** Begin **
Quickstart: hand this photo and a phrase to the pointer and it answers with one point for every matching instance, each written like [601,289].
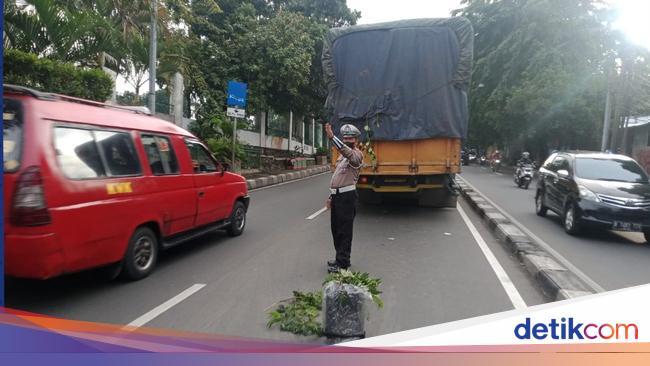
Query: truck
[404,85]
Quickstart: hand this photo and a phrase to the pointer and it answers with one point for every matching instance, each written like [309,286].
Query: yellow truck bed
[413,157]
[413,169]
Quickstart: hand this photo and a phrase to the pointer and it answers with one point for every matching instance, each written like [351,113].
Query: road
[612,260]
[432,267]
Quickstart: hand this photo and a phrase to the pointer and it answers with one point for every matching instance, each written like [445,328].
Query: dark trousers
[344,208]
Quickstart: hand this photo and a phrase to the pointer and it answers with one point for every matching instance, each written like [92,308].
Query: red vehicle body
[88,185]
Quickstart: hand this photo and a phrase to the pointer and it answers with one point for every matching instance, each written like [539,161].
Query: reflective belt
** End **
### Stated exercise
Reproduce every row above word for word, omitting the picture.

### Task response
Quickstart: hand this photo and a phrase to the pointer and it answers with one point for every matching instance, each written like [601,289].
Query: truck
[404,85]
Quickstart: hand this photo and a phrase to the pointer and it answers with one point for every matching instance, each written like [309,286].
Query: yellow truck bed
[413,157]
[413,169]
Quickstart: hand this photo and a phrase to the pointer and it answers with one point for every matching instance, each written like [351,113].
Query: road
[612,260]
[432,267]
Quickstart: hand this photo and a phrase to the pointer and it answers with one point for every matching instance, each written like [445,328].
Query: dark trousers
[344,208]
Quickstart: hand this photo and a phrase to the pointer and it answers with one point for every matching instance, each written like [92,308].
Query: red vehicle body
[88,185]
Quickstart: hand this photo and a phrase to the pointer and it answers with one point for every matching instance, each written like [539,161].
Query: reflective belt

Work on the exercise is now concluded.